* begin Supplied records *

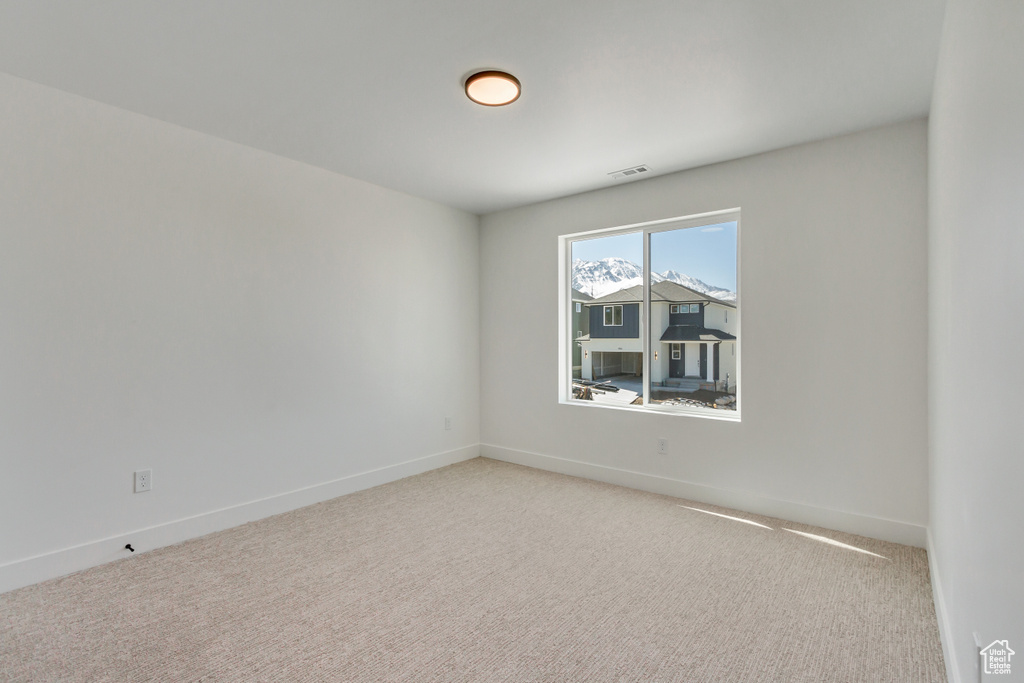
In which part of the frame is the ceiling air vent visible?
[608,164,650,180]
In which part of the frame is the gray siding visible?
[669,303,705,328]
[590,303,640,339]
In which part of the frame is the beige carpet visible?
[0,459,946,682]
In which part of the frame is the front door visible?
[669,344,686,377]
[683,344,703,377]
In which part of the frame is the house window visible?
[558,210,740,421]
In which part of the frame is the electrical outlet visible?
[135,470,153,494]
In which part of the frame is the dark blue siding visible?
[590,303,640,339]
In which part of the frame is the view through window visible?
[563,211,739,417]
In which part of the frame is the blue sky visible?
[572,221,736,292]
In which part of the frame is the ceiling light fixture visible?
[466,71,522,106]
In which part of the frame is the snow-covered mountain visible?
[572,257,736,301]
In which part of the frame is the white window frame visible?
[604,303,623,328]
[558,208,743,422]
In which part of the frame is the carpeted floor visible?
[0,459,946,683]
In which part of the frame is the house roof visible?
[662,325,736,343]
[573,280,736,308]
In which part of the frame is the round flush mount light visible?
[466,71,522,106]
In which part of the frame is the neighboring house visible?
[572,290,594,377]
[573,281,738,391]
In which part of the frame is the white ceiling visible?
[0,0,945,213]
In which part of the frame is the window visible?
[559,210,740,420]
[604,306,623,327]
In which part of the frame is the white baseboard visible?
[928,528,961,683]
[480,443,928,548]
[0,444,480,593]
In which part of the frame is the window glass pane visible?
[647,221,738,412]
[569,232,643,405]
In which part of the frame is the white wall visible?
[929,0,1024,682]
[0,75,479,590]
[480,120,928,545]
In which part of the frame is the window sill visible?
[558,398,741,422]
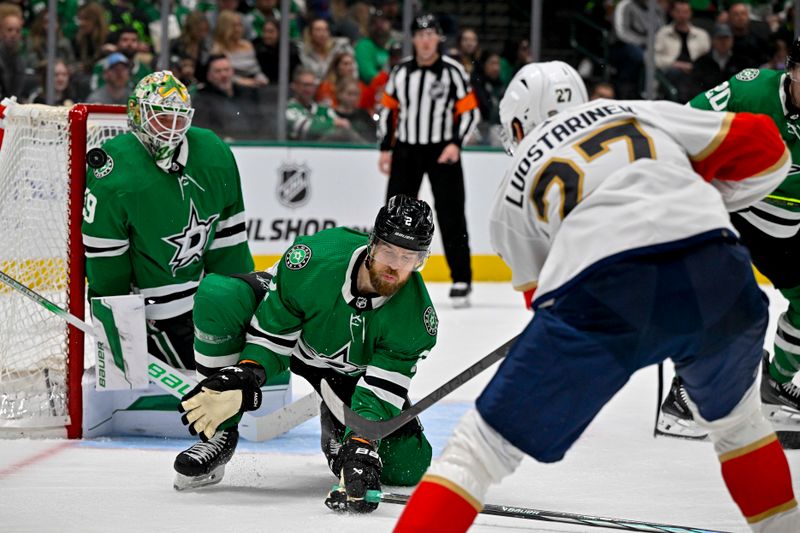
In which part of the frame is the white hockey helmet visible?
[500,61,589,155]
[128,70,194,162]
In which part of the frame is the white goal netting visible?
[0,105,127,428]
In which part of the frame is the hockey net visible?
[0,104,127,438]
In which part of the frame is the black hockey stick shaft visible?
[380,492,726,533]
[320,336,518,439]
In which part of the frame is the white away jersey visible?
[490,100,791,302]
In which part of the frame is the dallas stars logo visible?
[162,200,219,276]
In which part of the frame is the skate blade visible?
[172,465,225,491]
[656,412,708,440]
[761,403,800,432]
[450,296,470,309]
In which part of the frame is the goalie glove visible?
[325,435,383,513]
[180,363,266,441]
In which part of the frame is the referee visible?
[378,14,480,307]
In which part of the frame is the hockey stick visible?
[0,270,319,440]
[320,336,518,440]
[366,490,726,533]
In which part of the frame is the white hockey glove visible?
[181,364,265,440]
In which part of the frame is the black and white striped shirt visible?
[378,56,480,151]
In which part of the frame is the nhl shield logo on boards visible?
[276,162,311,209]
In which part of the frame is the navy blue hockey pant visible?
[477,238,768,462]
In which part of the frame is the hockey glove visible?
[325,435,383,513]
[180,363,265,441]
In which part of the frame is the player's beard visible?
[367,261,411,296]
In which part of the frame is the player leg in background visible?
[427,145,472,307]
[174,274,258,490]
[731,213,800,442]
[658,213,800,442]
[395,241,798,533]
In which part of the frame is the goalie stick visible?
[0,270,319,441]
[366,490,726,533]
[320,337,517,440]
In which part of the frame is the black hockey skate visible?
[656,376,708,440]
[761,352,800,450]
[450,281,472,309]
[173,428,239,490]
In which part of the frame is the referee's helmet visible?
[411,13,442,37]
[500,61,589,155]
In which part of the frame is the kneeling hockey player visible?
[175,195,438,512]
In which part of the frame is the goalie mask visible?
[500,61,589,155]
[369,194,433,271]
[128,70,194,163]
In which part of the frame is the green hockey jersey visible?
[689,68,800,211]
[240,228,438,420]
[82,128,253,320]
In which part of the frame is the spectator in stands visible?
[298,18,353,80]
[457,28,482,75]
[253,19,300,83]
[211,10,268,88]
[359,41,403,113]
[192,54,270,140]
[0,5,29,101]
[728,2,769,68]
[655,0,711,102]
[334,78,377,144]
[72,2,108,78]
[331,0,370,43]
[286,66,350,141]
[169,11,211,87]
[692,24,745,94]
[470,52,507,146]
[86,52,131,105]
[92,26,153,93]
[609,0,664,99]
[355,9,392,84]
[250,0,305,40]
[25,10,75,67]
[589,81,616,100]
[500,39,531,83]
[206,0,255,39]
[30,59,78,106]
[761,37,788,70]
[315,52,366,108]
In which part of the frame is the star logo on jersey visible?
[422,305,439,337]
[314,342,361,374]
[162,200,219,276]
[286,244,311,270]
[736,68,761,81]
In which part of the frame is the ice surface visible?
[0,283,800,533]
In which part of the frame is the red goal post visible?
[0,104,128,438]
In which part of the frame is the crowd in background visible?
[580,0,795,103]
[0,0,794,145]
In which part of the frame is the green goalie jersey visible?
[82,128,253,320]
[240,228,438,420]
[689,68,800,204]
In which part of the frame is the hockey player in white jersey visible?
[395,62,800,533]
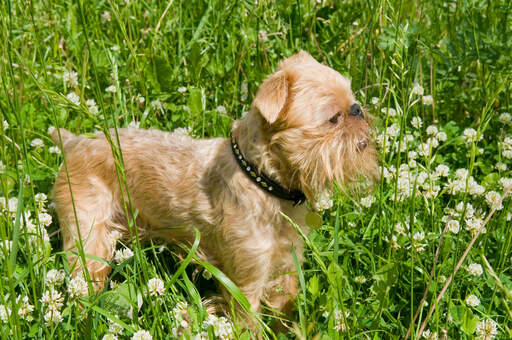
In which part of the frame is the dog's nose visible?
[350,104,364,118]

* end Supplied records *

What the task asks:
Copy the data from the line containing "In which part of the frame is the white hockey helmet" through the line containing "[0,104,127,438]", inclusive, keeping the requests, and scale each bounding-box coordinate in the answers by 1.75, rounding to whole numbers with halves going up. Return only those lines.

Result:
In which part of the frame is the white hockey helmet visible?
[875,107,1031,271]
[224,123,340,284]
In which part of the frame is the white goal netting visible?
[0,184,222,749]
In which part of the frame is the hockey net visible?
[0,182,222,767]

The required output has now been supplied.